◆ **DIRECTIVE**
In the article on the Dance Exponents album Expectations, what is the highest position the album reached on the New Zealand Album chart?

◆ **SOURCE DOCUMENT**
>> Start

Studio album by The Dance Exponents
- Released: May 1985
- Recorded: 1984/85
- Genre: Pop rock
- Length: 43:24
- Label: Mushroom
- Producer: Ian Taylor

The Dance Exponents chronology
| Prayers Be Answered (1983) | Expectations (1985) | Amplifier (1986) |

Singles from Expectations
- "My Love for You" Released: April 1985; "Christchurch (In Cashel St I Wait)" Released: 1985; "Greater Hopes, Greater Expectations" Released: 1985;

= Expectations (Dance Exponents album) =

Expectations is the second studio album by the New Zealand band the Dance Exponents, released in 1985. The album peaked at #7 and spent eight weeks on the New Zealand Album chart. The album was released on CD in 1999 with three extra tracks. In May 2013, Universal Music re-released the album digitally in New Zealand in remastered standard and deluxe editions. The deluxe edition has six additional tracks of singles, B-sides, rarities and demos.

>> End

◆ **SUPPLIED INFORMATION**
>> Start

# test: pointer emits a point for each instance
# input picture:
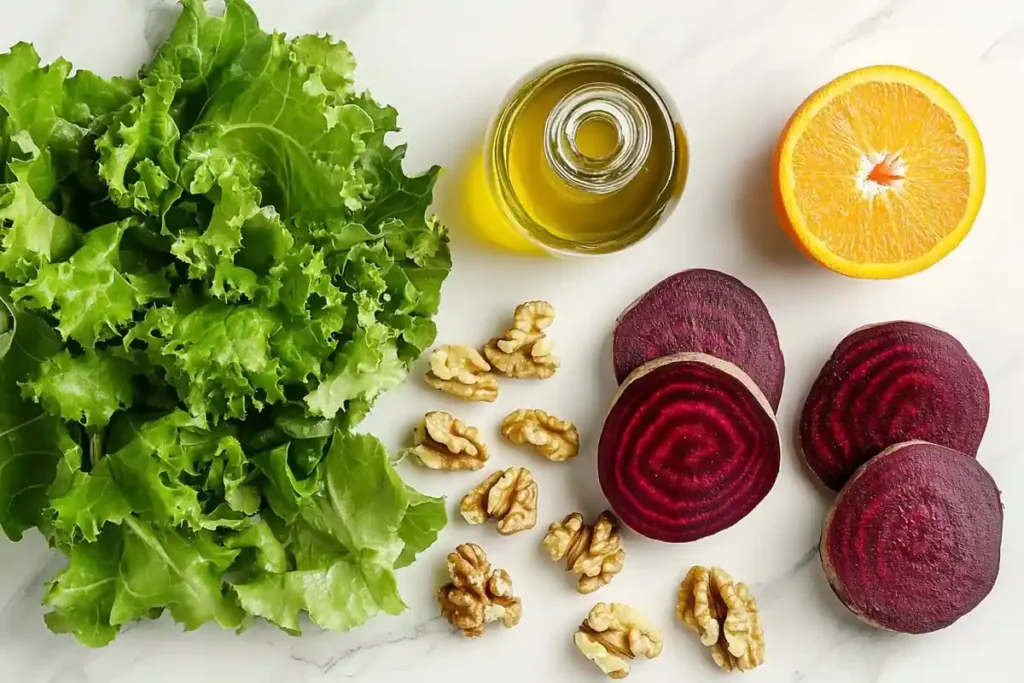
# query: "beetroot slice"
(912, 541)
(689, 447)
(887, 384)
(701, 311)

>> End

◆ **RESPONSE BELOW**
#7